Вслед за Деррида, Сиксу подверстывает к анализу этого рассказа психоаналитический разбор одного ставшего с тех пор знаменитым фрагмента “Кромешного письма”. Вот этот центральный, по мнению большинства критиков, для всей книги текст: [52]
(Первичная сцена?) Вы, живущие позже, близкие не бьющемуся более сердцу, представьте, представьте себе: ребенок — сколько ему, семь, может быть, восемь лет? — стоит и, отодвинув занавеску, смотрит через оконное стекло. Он видит сад, зимние деревья, стену дома: вполне по-детски наглядевшись на это привычное место своих игр, он неспешно всматривается в небо над головой, самое заурядное небо с облаками в сером свете тусклого и лишенного дали дня.
Вот что происходит далее: небо, то же самое небо, неожиданно раскрывается, абсолютно черное и абсолютно пустое, выказывая (как сквозь разбитое стекло) такое отсутствие, будто все в нем извечно и навсегда утрачено, утрачено до такой степени, что тут же утверждается и рассеивается головокружительное знание: все, что имеется, — ничто, а прежде всего, ничто и за этим. Неожиданно в этой сцене (ее нескончаемая черта) тут же захлестывающее ребенка ощущение счастья, опустошительная радость, которую он может проявить только слезами, бесконечным потоком слез. Приняв это за детские печали, его пытаются утешить. Он ничего не говорит. Отныне он будет жить в секрете. Он больше не будет плакать.

******************************

**Список заданий**.
1) Как, согласно отрывку о «Кромешном письме», ребенок может проявить охватившую его радость?
2) Напишите продолжение отрывка о «Кромешном письме», начиная сразу после его последнего предложения.

**Доступные данные**.
******************************

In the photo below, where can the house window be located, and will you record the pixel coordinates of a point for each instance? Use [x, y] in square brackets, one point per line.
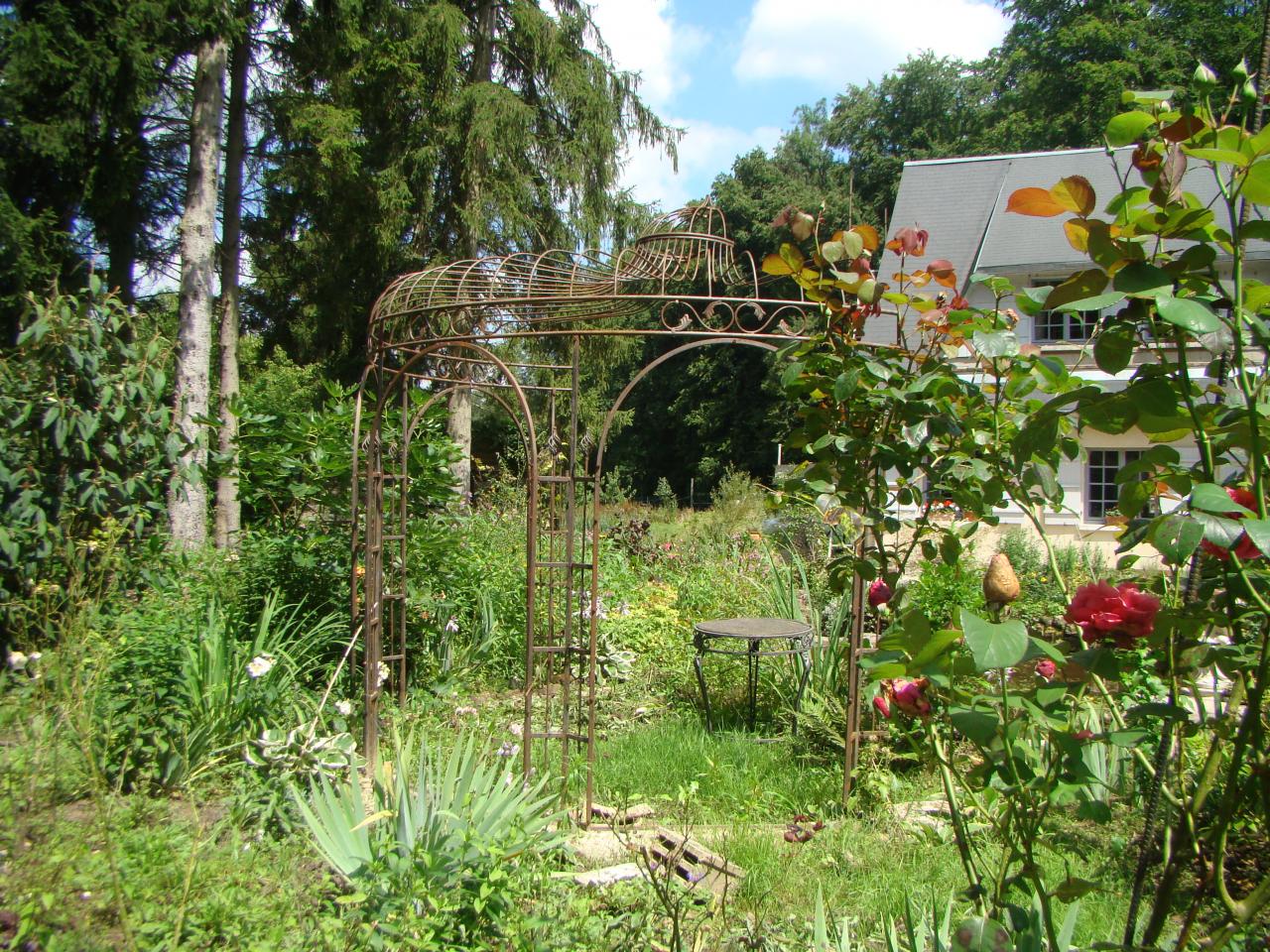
[1055, 326]
[1101, 492]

******************************

**Ответы к заданиям**.
1) Только слезами, бесконечным потоком слез.

2)
Большое внимание — более чем правомерно — уделяет Сиксу и структуре родов употребляемых Бланшо ключевых слов, хотя подобные наблюдения разумнее проводить в масштабах всего корпуса его текстов. Практически всегда в его прозе абстрактные “действующие лица” — общие понятия, достигающие чуть ли не стадии олицетворения (такие как закон, идея, мысль — см. также и “Смертный приговор”), оказываются женского рода (что в случае закона вызвало в настоящем тексте определенные сложности с переводом). И еще одно наблюдение. Встречающиеся в “Безумии дня” “необязательные” слова игра (jeu) и крыша (toit) полностью омонимичны двум существенно более значимым — я (je) и ты (toi); колено (genou) распадается на, опять же, я и мы (nous).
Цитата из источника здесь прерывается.